→ **Your goal**:
Scan the entries line by line and return those with "above".

*** Opening of Data shown ***

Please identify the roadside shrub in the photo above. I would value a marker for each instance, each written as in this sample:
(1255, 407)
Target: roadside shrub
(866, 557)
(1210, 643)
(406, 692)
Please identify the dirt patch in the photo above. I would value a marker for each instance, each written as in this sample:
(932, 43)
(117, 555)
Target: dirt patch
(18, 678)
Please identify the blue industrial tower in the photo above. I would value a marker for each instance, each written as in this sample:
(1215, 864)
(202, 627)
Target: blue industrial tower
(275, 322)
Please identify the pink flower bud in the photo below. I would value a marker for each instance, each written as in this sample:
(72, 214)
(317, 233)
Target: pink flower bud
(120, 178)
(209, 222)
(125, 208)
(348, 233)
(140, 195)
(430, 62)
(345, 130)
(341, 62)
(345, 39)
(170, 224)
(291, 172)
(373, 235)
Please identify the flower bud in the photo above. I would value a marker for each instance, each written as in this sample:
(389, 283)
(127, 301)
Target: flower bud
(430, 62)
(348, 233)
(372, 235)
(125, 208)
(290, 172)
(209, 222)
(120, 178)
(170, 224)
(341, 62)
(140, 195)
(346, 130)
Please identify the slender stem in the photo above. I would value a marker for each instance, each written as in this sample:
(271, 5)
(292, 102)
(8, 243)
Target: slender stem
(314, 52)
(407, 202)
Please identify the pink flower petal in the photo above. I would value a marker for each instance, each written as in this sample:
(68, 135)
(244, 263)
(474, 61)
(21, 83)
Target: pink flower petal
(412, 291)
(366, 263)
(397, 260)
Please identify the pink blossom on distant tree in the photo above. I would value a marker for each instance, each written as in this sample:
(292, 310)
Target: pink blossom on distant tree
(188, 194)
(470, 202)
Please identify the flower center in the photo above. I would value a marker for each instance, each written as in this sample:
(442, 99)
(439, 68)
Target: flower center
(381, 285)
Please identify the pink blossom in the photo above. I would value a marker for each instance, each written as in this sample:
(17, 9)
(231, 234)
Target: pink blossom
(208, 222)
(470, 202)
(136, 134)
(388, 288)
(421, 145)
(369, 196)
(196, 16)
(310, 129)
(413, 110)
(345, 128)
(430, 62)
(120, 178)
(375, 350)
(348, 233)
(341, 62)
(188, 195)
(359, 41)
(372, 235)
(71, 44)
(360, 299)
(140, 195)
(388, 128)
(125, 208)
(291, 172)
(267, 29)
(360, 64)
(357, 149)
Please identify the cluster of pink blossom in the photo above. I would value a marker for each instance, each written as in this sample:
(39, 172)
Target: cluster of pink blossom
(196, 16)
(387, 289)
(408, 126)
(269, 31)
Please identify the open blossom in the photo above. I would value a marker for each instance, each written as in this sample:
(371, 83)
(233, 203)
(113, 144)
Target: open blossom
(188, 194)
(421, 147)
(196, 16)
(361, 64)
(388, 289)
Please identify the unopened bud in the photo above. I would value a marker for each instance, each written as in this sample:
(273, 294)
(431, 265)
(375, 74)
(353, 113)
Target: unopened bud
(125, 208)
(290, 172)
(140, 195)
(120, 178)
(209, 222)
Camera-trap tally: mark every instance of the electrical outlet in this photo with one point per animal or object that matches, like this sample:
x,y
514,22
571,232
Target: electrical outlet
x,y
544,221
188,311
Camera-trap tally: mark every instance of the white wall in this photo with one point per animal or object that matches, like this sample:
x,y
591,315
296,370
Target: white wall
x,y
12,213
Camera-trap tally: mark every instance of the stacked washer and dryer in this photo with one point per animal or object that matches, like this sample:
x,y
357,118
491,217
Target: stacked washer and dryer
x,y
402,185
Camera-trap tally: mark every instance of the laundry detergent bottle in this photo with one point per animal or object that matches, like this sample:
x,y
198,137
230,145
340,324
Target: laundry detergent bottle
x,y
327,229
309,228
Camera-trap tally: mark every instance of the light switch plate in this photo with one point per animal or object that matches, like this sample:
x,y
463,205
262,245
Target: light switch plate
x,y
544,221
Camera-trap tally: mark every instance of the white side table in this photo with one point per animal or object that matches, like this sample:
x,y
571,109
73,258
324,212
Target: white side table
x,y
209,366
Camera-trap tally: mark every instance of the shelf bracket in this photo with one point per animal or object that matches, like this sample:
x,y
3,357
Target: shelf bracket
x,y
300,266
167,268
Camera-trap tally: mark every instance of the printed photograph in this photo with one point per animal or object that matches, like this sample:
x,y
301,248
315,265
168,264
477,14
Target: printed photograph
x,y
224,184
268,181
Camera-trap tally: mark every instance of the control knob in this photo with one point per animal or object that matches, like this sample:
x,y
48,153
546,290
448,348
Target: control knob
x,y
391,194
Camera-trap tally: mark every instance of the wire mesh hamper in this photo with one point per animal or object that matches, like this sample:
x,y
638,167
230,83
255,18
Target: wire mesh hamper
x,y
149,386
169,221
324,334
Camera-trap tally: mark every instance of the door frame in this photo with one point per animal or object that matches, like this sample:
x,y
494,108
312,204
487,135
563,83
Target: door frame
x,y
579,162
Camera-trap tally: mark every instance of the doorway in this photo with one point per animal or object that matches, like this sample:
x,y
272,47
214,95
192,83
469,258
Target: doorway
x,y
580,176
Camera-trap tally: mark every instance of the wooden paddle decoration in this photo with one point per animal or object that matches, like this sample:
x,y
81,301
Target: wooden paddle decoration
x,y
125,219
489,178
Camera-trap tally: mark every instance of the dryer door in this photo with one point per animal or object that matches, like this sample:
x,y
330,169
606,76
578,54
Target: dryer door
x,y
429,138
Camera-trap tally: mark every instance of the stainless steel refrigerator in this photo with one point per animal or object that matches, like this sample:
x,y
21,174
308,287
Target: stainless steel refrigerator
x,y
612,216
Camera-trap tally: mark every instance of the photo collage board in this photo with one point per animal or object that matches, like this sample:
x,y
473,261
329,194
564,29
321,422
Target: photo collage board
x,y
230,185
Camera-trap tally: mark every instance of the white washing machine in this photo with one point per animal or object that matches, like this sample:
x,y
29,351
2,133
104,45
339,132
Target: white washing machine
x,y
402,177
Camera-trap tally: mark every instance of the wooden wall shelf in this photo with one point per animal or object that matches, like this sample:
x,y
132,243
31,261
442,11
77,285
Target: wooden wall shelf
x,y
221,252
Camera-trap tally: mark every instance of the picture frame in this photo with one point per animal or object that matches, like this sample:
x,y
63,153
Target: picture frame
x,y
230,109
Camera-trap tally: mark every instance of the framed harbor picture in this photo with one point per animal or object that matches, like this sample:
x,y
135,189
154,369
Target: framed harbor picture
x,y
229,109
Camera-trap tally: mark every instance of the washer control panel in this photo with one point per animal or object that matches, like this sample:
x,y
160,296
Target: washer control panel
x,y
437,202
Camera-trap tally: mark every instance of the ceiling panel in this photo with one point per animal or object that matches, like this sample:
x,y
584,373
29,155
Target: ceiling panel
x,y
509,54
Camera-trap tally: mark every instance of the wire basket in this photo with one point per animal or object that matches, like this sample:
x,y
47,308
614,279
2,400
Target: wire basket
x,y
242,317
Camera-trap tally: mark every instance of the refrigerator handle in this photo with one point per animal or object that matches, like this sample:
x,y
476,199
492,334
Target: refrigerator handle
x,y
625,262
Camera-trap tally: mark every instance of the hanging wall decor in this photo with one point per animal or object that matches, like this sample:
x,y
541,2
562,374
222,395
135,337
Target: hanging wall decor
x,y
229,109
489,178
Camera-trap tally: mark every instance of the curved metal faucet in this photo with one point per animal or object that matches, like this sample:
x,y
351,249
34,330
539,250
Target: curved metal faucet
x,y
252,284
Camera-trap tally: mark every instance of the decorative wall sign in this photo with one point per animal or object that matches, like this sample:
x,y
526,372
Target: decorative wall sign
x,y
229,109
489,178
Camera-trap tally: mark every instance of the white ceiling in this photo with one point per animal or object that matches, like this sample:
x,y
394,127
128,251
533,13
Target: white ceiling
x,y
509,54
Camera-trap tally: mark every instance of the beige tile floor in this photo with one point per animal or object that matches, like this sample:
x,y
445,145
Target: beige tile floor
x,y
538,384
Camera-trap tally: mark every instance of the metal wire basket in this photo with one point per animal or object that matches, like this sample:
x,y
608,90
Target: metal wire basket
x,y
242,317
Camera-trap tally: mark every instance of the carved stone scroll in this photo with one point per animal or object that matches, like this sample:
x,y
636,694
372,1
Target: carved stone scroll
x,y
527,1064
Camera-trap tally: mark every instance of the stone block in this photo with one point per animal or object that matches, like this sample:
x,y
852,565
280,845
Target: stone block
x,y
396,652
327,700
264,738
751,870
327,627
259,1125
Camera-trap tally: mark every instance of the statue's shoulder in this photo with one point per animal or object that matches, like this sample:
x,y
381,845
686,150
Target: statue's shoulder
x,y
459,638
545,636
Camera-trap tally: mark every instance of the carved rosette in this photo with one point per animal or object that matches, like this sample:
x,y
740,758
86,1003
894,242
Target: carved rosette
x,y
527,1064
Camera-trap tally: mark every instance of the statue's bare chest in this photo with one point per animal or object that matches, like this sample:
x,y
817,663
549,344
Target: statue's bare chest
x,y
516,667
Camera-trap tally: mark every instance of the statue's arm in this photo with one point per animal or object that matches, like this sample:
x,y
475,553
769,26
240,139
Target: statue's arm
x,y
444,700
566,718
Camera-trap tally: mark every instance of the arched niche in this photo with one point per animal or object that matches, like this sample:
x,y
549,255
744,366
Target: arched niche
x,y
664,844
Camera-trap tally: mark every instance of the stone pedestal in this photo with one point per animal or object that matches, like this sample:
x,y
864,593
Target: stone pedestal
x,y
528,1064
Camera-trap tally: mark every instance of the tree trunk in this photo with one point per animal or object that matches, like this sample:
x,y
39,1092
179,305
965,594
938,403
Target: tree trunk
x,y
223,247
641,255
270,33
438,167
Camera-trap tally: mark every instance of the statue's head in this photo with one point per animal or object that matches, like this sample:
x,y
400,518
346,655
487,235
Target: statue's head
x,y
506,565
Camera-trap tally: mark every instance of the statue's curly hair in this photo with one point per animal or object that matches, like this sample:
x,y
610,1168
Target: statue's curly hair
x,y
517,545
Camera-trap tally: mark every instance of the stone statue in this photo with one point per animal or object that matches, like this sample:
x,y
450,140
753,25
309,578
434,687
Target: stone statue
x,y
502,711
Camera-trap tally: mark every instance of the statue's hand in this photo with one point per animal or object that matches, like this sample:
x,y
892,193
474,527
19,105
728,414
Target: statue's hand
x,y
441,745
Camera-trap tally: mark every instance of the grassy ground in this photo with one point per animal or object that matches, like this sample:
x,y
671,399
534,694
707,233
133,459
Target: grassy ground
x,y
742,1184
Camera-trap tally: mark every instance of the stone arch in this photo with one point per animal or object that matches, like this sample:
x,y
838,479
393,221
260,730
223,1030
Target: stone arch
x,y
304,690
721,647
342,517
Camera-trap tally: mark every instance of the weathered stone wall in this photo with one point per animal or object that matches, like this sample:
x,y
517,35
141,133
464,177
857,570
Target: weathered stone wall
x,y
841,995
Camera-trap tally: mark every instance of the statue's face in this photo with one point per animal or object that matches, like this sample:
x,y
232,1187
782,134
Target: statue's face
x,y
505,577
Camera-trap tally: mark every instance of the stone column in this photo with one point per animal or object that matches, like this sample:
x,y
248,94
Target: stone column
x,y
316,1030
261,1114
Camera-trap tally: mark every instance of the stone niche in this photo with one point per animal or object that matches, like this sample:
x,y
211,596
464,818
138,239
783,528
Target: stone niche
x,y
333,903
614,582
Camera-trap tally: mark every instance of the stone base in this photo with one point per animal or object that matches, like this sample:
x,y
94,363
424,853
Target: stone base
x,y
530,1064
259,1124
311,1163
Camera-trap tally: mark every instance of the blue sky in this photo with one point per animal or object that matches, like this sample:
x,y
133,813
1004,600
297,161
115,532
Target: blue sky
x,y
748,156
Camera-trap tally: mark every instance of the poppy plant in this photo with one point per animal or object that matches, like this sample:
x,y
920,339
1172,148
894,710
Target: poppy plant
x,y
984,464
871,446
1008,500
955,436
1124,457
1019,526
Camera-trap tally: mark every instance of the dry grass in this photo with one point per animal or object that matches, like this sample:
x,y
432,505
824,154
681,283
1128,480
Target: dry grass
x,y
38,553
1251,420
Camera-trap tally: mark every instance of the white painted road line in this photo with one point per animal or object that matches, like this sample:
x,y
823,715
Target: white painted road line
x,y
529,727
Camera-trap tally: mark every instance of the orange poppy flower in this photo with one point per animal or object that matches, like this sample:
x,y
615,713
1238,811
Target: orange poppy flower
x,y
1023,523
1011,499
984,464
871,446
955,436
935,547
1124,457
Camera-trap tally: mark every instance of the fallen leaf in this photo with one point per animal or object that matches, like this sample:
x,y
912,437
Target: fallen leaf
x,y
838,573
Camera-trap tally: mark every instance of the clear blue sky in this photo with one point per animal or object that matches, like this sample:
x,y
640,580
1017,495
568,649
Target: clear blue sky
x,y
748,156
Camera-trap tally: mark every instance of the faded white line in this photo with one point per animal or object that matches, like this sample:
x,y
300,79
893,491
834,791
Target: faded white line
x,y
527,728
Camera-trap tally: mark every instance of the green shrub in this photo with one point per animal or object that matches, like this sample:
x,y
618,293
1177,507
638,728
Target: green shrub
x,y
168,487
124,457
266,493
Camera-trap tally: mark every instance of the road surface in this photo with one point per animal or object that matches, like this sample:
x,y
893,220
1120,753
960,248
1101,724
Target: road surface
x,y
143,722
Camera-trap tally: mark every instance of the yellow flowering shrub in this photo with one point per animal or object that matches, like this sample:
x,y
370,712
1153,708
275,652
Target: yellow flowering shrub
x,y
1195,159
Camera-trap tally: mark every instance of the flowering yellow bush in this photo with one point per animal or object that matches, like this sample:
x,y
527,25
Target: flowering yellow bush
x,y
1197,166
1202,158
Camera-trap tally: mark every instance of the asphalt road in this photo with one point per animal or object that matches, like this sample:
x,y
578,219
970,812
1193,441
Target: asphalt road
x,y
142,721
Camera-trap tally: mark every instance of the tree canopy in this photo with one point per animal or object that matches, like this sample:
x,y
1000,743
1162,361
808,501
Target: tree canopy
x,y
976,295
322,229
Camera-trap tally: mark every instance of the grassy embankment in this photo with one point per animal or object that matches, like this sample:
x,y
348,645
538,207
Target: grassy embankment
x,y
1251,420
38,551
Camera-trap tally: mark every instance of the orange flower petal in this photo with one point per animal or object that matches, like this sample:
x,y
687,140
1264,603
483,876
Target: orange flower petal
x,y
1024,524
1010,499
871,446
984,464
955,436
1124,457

*** Close of Data shown ***

→ **Exercise answer**:
Please identify the roadside shrub in the photo above. I would value a marker for each instance, each written as in this sample:
Please identify the dirt patch in the photo above. I would value a marker for each instance, each written as in this sample:
Please identify the blue industrial tower in the photo above. I would value a marker for each instance, each written as in this sample:
Please identify the flower bud in the photo above. I would value a marker for each instance, each written as in this sample:
Please identify the slender stem in the photo above. I would value a marker for each instance, each written as in this sample:
Please identify the pink flower petal in the photo above. I would value a marker for each instance, each written as in this sample:
Please identify the pink blossom on distant tree in the photo above. I would value a marker for each instance, each written as in this sample:
Please identify the flower center in the photo above. I would value a marker for each instance, each written as in this sample:
Please identify the pink blossom in the photo above. I would value a marker for each instance, each written as in this sample:
Please identify the cluster of pink blossom in the photo above. I would value a marker for each instance, each written as in this sample:
Please identify the open blossom in the photo above. I would value a marker for each instance, each written as in this sample:
Please identify the unopened bud in the photo above. I would value a marker for each instance, each written as in this sample:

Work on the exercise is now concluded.